## WRITTEN PROBLEM
Rewrite the data below so that every "A colleague" becomes "My manager", with all other text left unchanged.
# EXERCISE INPUT start
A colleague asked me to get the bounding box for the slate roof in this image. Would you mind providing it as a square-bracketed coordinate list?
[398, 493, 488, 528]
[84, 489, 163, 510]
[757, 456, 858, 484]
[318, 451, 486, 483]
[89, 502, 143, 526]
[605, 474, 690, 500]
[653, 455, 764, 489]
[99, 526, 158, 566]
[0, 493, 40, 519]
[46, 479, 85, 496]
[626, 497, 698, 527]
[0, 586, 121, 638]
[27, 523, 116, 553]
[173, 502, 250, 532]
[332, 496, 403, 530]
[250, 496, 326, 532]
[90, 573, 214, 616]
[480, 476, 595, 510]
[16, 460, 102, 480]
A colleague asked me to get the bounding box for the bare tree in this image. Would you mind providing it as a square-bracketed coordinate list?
# EXERCISE INPUT end
## REPLY TO THE TASK
My manager asked me to get the bounding box for the slate roof in this image. Would you mind providing it as a square-bracketed coordinate list?
[398, 493, 488, 528]
[84, 489, 163, 510]
[757, 456, 858, 484]
[318, 451, 486, 483]
[89, 502, 143, 526]
[605, 474, 690, 500]
[653, 455, 764, 489]
[99, 526, 158, 566]
[0, 493, 40, 519]
[46, 479, 85, 496]
[626, 497, 698, 527]
[0, 586, 121, 638]
[27, 523, 116, 553]
[173, 502, 250, 532]
[332, 496, 403, 530]
[250, 496, 326, 532]
[90, 573, 214, 616]
[480, 476, 595, 510]
[16, 460, 102, 480]
My manager asked me to get the bounding box for the bare tree in this image. Would you mind providing it as a square-bracketed coordinate list?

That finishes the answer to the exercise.